___ Reading text

There’s so many things that one wants in life. I’ve always wanted strength and stamina to do *all* things exciting.
Recently I see that people (around me) meet with diseases and death. That put things in perspective; I feel so lucky to just be alive and healthy (so far and hopefully for a long time).
I haven’t even been hospitalised or have to deal with any major sickness other than occasional fever/headache/flu. To lament that I cannot sleep less, lift heavy things, or be the last to pick up new physical skills is so petty.
So I shall appreciate whatever that is given to me and be thankful everyday that I can do things for myself and others, no matter how small or slow.
Doing the usual in Beijing: drink yoghurt (suan nai/ 酸奶). 7 years ago it was 5 kuai, now its 10 kuai. Today we can pay with WeChat (it’s like our Whatsapp).
There’s even QR code hung at every stall at the wet market. You don’t have to pay cash to your butcher/vegetable seller if you have your phone.
I’m so impress with China – they’ve progressed so much…and we have not.

______

Action item A =>
Answer these questions about the blog post, one line each:
(i) What sicknesses does the writer say they have had?
(ii) How much did the yoghurt in Beijing cost 7 years ago, and how much does it cost now?
(iii) What is hung at every stall at the wet market?
Action item B =>
Write the next few sentences of the blog post, picking up after its last sentence.
The lines that come next are separate material and are not part of the blog post.

___ Supplied information

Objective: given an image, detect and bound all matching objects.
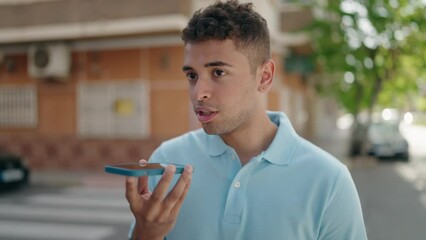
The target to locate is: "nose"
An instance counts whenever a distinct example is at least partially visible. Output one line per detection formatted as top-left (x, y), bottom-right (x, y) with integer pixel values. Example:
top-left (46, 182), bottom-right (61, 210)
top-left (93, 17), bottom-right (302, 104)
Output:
top-left (192, 78), bottom-right (212, 101)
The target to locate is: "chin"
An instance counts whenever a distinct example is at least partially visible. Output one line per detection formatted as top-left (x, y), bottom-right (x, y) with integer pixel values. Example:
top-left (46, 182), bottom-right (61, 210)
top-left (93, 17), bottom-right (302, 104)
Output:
top-left (202, 123), bottom-right (230, 135)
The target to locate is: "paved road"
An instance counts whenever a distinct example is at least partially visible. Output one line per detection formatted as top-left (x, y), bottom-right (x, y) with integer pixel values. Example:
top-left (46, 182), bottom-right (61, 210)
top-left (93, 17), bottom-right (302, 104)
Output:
top-left (351, 156), bottom-right (426, 240)
top-left (0, 186), bottom-right (131, 240)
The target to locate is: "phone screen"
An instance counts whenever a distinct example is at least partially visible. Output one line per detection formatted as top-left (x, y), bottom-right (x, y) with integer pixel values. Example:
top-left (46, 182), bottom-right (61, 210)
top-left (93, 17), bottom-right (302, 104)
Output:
top-left (105, 163), bottom-right (184, 176)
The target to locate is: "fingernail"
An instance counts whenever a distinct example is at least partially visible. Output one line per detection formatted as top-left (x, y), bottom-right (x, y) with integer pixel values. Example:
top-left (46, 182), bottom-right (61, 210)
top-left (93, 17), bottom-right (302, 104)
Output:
top-left (166, 164), bottom-right (176, 172)
top-left (139, 159), bottom-right (148, 167)
top-left (185, 165), bottom-right (194, 173)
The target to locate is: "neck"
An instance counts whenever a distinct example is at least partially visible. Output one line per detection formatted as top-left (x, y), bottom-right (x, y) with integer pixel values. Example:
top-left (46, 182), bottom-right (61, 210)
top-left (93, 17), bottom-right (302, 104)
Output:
top-left (220, 111), bottom-right (278, 165)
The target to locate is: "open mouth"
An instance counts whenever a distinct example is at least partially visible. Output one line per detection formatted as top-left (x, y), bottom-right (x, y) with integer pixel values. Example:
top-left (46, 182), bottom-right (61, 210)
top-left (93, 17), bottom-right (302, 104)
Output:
top-left (195, 110), bottom-right (218, 123)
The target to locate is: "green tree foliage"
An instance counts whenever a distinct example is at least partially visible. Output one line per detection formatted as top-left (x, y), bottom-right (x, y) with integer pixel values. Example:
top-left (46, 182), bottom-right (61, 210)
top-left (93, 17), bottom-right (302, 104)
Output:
top-left (310, 0), bottom-right (426, 155)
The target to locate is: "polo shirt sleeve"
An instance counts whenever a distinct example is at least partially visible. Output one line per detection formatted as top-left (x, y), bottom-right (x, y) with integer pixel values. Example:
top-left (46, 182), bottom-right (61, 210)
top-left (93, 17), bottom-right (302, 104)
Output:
top-left (318, 167), bottom-right (367, 240)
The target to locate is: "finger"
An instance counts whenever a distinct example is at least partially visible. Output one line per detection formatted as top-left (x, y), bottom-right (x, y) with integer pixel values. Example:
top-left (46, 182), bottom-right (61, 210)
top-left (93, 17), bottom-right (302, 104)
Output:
top-left (150, 164), bottom-right (176, 203)
top-left (126, 177), bottom-right (139, 210)
top-left (138, 176), bottom-right (149, 195)
top-left (170, 175), bottom-right (192, 218)
top-left (164, 165), bottom-right (193, 210)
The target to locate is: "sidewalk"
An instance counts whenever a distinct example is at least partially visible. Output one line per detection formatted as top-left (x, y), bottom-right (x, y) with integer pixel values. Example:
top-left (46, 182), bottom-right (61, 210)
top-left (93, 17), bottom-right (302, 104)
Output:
top-left (31, 170), bottom-right (125, 188)
top-left (31, 129), bottom-right (364, 188)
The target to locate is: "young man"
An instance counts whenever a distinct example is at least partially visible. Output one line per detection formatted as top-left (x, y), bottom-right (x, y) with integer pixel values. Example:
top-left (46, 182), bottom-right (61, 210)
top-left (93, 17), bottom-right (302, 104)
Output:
top-left (126, 1), bottom-right (367, 240)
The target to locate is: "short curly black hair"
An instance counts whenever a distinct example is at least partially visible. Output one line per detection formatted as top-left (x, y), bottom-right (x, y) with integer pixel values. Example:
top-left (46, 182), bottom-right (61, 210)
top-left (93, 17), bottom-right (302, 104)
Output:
top-left (182, 0), bottom-right (271, 71)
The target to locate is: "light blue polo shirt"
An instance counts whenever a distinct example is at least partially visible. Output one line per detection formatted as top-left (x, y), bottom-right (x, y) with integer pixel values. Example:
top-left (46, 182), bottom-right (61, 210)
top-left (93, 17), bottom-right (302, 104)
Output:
top-left (131, 112), bottom-right (367, 240)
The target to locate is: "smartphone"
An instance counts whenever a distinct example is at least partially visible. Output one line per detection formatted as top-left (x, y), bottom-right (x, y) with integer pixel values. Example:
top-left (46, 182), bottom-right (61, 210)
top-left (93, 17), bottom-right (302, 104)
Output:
top-left (105, 163), bottom-right (185, 177)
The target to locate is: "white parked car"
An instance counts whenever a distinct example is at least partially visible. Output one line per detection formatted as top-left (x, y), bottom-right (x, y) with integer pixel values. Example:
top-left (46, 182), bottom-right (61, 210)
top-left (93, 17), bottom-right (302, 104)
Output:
top-left (367, 121), bottom-right (409, 161)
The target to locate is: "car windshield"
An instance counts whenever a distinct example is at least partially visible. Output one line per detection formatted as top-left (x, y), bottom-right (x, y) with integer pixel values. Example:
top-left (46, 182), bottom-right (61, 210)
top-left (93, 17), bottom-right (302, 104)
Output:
top-left (368, 122), bottom-right (400, 142)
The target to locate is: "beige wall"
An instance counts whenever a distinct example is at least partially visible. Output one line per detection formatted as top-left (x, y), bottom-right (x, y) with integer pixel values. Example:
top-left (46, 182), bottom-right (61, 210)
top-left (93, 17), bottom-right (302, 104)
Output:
top-left (0, 46), bottom-right (312, 171)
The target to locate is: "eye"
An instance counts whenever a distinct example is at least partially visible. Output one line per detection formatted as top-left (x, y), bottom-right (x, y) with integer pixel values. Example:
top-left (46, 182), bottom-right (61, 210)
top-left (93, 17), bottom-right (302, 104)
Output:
top-left (213, 69), bottom-right (226, 77)
top-left (186, 72), bottom-right (198, 81)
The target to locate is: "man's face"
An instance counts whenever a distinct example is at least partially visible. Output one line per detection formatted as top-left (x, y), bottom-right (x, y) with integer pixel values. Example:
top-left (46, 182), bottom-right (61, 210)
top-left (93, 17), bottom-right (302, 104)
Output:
top-left (183, 40), bottom-right (259, 134)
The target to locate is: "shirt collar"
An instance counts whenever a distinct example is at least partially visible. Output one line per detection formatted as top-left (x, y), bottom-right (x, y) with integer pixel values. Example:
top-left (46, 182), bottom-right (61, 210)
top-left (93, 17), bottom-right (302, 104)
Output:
top-left (263, 112), bottom-right (299, 165)
top-left (207, 111), bottom-right (298, 165)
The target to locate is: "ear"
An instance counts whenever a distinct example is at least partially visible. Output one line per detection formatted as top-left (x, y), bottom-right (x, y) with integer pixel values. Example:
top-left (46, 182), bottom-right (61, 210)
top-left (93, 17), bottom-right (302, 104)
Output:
top-left (258, 59), bottom-right (275, 92)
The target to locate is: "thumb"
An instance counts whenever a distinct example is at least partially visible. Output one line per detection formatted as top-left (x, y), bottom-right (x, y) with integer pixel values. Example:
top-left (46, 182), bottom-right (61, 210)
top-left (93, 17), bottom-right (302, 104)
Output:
top-left (126, 177), bottom-right (141, 211)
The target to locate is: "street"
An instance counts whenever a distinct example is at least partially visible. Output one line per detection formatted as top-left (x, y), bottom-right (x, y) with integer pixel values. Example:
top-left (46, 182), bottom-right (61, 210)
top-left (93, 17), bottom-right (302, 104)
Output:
top-left (350, 125), bottom-right (426, 240)
top-left (0, 186), bottom-right (131, 240)
top-left (351, 159), bottom-right (426, 240)
top-left (0, 123), bottom-right (426, 240)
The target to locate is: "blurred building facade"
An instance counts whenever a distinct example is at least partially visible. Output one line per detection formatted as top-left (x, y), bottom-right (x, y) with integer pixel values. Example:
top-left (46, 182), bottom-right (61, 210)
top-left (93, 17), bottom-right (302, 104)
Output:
top-left (0, 0), bottom-right (315, 170)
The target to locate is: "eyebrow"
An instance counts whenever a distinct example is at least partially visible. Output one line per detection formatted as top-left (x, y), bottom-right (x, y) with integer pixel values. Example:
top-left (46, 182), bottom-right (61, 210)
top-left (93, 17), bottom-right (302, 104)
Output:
top-left (182, 61), bottom-right (232, 71)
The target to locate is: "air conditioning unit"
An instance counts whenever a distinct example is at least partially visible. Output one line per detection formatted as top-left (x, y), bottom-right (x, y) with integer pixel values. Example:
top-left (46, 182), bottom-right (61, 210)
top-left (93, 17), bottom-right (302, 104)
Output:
top-left (28, 43), bottom-right (71, 81)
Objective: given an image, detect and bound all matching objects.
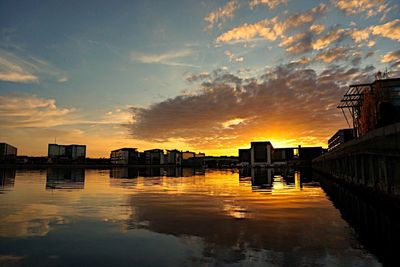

______

Written answer A =>
(i) Occasional fever/headache/flu.
(ii) 5 kuai 7 years ago, and 10 kuai now.
(iii) A QR code.

Written answer B =>
“Every day, your body requires energy to survive, to think, to do well, to be happy. You don’t get infinite energy. One way to replenish energy is to sleep. The other way is to eat well and exercise. But another way to replenish energy is to live a gentle life. As gently as possible. Which means all negotiation need to be smooth else they result in anxiety and fear and guessing…future depletion of energy. And then you die faster than the one who lived gently. Try this. Next time you are in a negotiation, don’t forget to relax your face”
– James Altucher, The Choose Yourself Guide To Wealth
I love all forms of communication – written, spoken, digital or physical – especially those where we exchange thoughts & jokes.
However, as the means of communication becomes cheaper, faster, and easier, its quality dissipates. Proper conversation is few and far between – most people just send short and abbreviated text.
What I really like is phone calls or long face-to-face conversation. But they are so rare that when I do get them, my heart flutters and I feel like tying those people with a rope so they don’t leave so soon (while keeping my cool not to look like I have no friends haha!)
Maybe people are embarrass to talk since they are so used to hiding behind a screen. But if so, shouldn’t it be easier now to reply to a message, or write a simple thank you when a simple question is answered?
No, messages are normally ignored because we are flooded with so many of them that they have lost meaning. Then we conveniently blame our lack of courtesy on our lack of time.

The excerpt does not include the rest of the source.